A Documentary History of Lutheranism. Volume Two: From the Enlightenment to the Present. Edited by Eric Lund and Mark Granquist. Minneapolis: Fortress, 2017. 472 pp.

These two volumes provide a broad range of primary source materials for those who seek to understand the Lutheran heritage better. Many of the selections appear here for the first time in English translation. Lund, professor emeritus of religion at St. Olaf College, prepared all nine chapters in the first volume, as well as the eight chapters in the second that concern continental Europe and the non-Western world. Granquist, professor of church history at Luther Seminary, organized the other four chapters in volume two that deal with America, Scandinavia, and inter-religious dialogue. The format for both volumes is the same. A general chronological ordering of the excerpts is occasionally broken up by chapters on specific themes. While some chapters focus on intellectual developments in [End Page 481] Lutheran theology, others concentrate on social-political changes and institutional-ecclesial debates and transformations. Each volume begins with a helpful chronology of Lutheran history and ends with a bibliography of English-language resources for further study. Volume one, which also includes a timeline of Luther's life, covers key individuals and events through 1750. Volume Two begins with the first Lutheran immigrants to North America in the early seventeenth century and brings the narrative forward to the 500th anniversary of Luther's 95 Theses.

The twenty-one introductory essays for the chapters are clear, concise, informative, and well-written. They not only identify lines of continuity between the excerpts in a given chapter but also offer a coherent interpretation of them in light of important features from their social, intellectual, and historical contexts. Indeed, a strength of the project is its recurrent concern to underscore specific connections between the history of ideas and developments in social history. Interspersed among the source materials are helpful illustrations, portraits, and photographs. Several editorial notes define unfamiliar terms or give additional contextual information.

= = = =

# [Request 1]
Count the lines in the records below that contain the string "carved", treating uppercase and lowercase as different. Reply with the number only.

= = = =

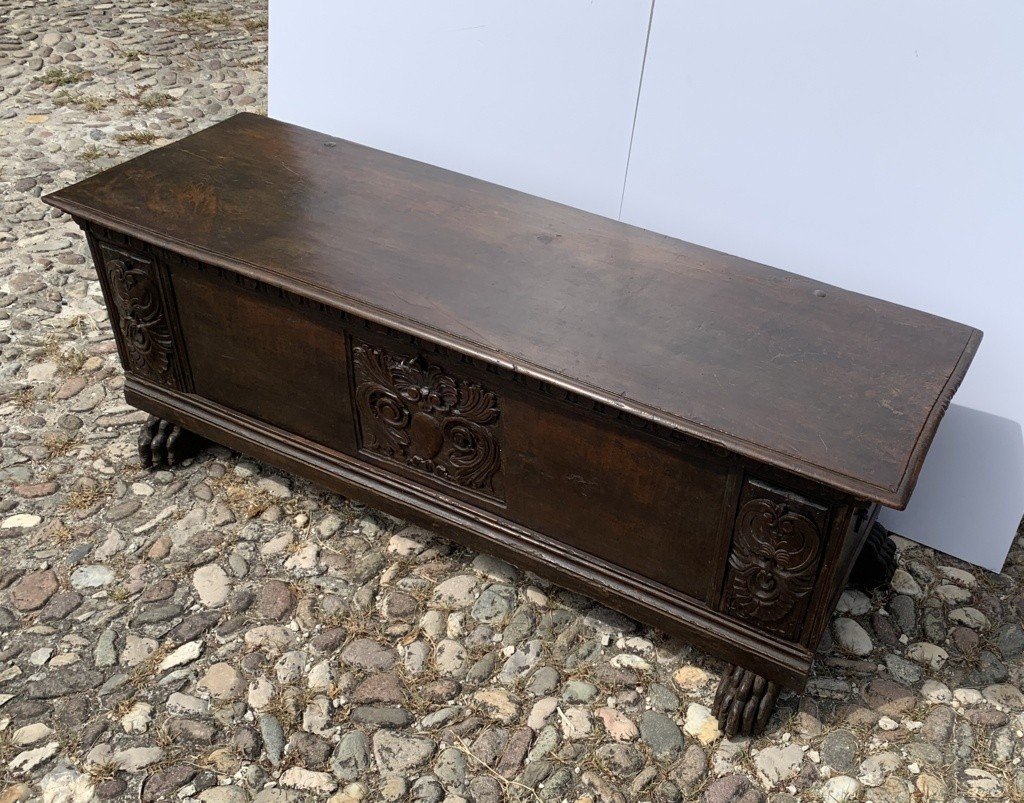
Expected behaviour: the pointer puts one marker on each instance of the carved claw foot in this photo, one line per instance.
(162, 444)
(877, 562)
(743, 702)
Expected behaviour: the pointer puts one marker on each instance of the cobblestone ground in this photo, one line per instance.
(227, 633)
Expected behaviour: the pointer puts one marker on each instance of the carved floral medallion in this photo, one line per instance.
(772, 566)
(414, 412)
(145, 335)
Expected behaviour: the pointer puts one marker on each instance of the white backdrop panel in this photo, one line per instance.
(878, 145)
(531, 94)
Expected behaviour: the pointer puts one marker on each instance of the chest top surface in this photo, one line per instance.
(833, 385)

= = = =

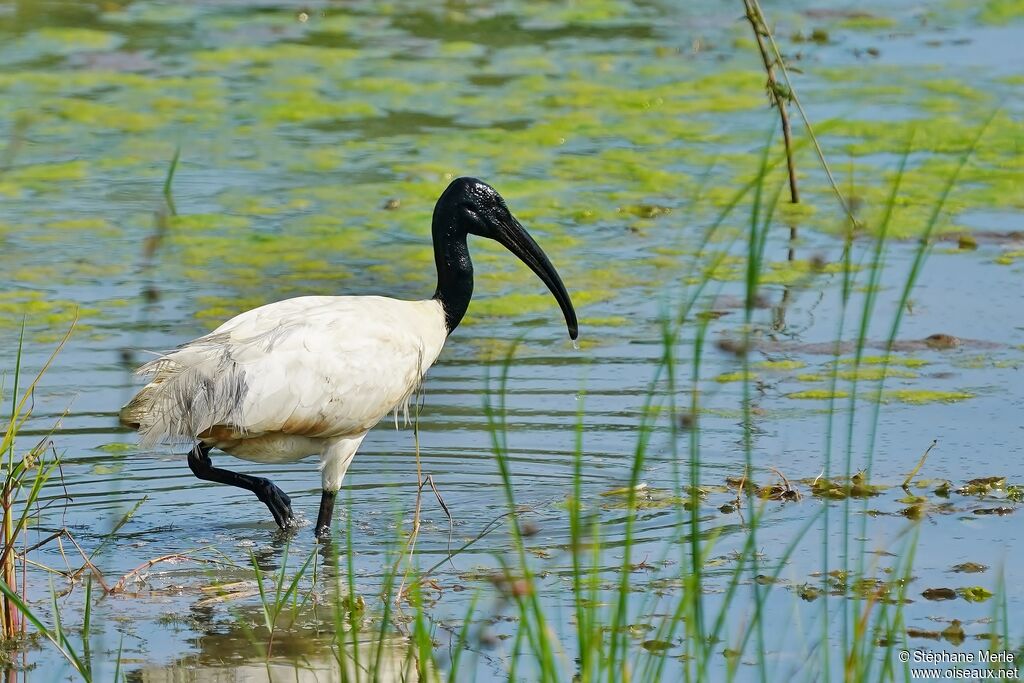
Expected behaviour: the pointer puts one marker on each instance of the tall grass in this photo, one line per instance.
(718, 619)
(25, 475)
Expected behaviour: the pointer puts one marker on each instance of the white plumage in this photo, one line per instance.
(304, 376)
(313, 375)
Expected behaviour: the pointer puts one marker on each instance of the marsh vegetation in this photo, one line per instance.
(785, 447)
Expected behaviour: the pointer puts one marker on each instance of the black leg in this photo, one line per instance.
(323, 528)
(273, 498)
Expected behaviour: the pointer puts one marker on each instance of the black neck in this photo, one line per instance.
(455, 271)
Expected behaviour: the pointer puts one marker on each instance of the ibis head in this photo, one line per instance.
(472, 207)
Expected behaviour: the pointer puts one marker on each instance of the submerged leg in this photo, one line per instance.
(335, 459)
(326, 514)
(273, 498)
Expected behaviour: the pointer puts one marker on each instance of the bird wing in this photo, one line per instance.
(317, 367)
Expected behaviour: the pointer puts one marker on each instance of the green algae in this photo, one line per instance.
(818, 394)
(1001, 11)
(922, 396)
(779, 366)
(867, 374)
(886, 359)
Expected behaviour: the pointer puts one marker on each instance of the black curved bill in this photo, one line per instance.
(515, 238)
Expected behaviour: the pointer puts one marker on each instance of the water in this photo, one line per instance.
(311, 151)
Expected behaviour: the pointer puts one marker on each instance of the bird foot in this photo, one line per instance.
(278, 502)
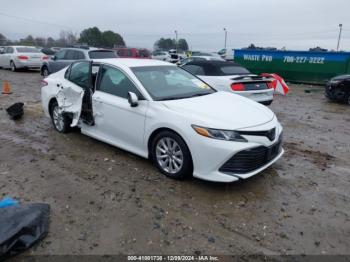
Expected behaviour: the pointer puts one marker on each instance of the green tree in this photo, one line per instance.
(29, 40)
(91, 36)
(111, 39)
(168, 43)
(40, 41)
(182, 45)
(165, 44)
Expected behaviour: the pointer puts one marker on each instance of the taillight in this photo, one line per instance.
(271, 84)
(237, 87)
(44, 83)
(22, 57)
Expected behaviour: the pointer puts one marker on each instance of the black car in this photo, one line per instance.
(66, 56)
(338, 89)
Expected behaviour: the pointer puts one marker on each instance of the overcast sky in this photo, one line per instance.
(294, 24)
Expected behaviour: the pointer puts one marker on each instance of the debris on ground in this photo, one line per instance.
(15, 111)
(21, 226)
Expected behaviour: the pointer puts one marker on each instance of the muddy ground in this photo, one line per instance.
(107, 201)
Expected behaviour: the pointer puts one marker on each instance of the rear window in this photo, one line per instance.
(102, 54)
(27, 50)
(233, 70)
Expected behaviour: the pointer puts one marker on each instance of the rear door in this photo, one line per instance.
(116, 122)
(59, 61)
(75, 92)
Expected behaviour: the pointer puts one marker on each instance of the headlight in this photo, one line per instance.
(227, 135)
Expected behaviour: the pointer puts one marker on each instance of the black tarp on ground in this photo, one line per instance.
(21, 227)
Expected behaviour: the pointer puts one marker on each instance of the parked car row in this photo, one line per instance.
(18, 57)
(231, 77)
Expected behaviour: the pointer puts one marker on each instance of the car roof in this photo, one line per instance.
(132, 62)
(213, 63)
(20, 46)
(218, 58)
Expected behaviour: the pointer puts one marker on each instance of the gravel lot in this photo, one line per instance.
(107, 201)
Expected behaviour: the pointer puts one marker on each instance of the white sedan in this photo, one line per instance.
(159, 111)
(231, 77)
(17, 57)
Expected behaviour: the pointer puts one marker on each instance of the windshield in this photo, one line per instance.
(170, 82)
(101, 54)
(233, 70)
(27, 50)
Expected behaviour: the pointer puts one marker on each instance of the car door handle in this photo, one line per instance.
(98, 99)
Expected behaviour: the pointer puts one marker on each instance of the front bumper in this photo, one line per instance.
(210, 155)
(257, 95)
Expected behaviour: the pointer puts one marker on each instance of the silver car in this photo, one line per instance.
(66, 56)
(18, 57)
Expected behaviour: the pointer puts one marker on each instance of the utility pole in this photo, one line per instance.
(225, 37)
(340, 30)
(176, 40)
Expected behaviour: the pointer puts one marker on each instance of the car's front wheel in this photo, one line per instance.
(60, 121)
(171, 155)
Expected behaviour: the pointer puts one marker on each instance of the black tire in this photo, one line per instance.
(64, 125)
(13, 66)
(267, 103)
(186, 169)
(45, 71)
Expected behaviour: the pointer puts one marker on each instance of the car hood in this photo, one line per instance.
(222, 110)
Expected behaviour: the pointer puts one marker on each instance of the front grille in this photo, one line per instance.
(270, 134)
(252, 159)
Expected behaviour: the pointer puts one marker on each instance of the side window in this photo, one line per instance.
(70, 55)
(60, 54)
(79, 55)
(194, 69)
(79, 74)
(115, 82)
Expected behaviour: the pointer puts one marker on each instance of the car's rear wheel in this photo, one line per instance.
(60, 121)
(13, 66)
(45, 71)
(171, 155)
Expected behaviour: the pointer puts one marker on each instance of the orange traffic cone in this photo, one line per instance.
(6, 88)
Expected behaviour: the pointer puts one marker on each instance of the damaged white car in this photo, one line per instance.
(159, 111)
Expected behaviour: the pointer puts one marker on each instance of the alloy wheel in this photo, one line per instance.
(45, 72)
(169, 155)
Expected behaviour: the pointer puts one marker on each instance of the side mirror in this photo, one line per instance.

= = = =

# [Request 2]
Write out the complete book review above, reproducing every word and punctuation mark.

# [Full solution 1]
2

# [Full solution 2]
A Documentary History of Lutheranism. Volume Two: From the Enlightenment to the Present. Edited by Eric Lund and Mark Granquist. Minneapolis: Fortress, 2017. 472 pp.

These two volumes provide a broad range of primary source materials for those who seek to understand the Lutheran heritage better. Many of the selections appear here for the first time in English translation. Lund, professor emeritus of religion at St. Olaf College, prepared all nine chapters in the first volume, as well as the eight chapters in the second that concern continental Europe and the non-Western world. Granquist, professor of church history at Luther Seminary, organized the other four chapters in volume two that deal with America, Scandinavia, and inter-religious dialogue. The format for both volumes is the same. A general chronological ordering of the excerpts is occasionally broken up by chapters on specific themes. While some chapters focus on intellectual developments in [End Page 481] Lutheran theology, others concentrate on social-political changes and institutional-ecclesial debates and transformations. Each volume begins with a helpful chronology of Lutheran history and ends with a bibliography of English-language resources for further study. Volume one, which also includes a timeline of Luther's life, covers key individuals and events through 1750. Volume Two begins with the first Lutheran immigrants to North America in the early seventeenth century and brings the narrative forward to the 500th anniversary of Luther's 95 Theses.

The twenty-one introductory essays for the chapters are clear, concise, informative, and well-written. They not only identify lines of continuity between the excerpts in a given chapter but also offer a coherent interpretation of them in light of important features from their social, intellectual, and historical contexts. Indeed, a strength of the project is its recurrent concern to underscore specific connections between the history of ideas and developments in social history. Interspersed among the source materials are helpful illustrations, portraits, and photographs. Several editorial notes define unfamiliar terms or give additional contextual information.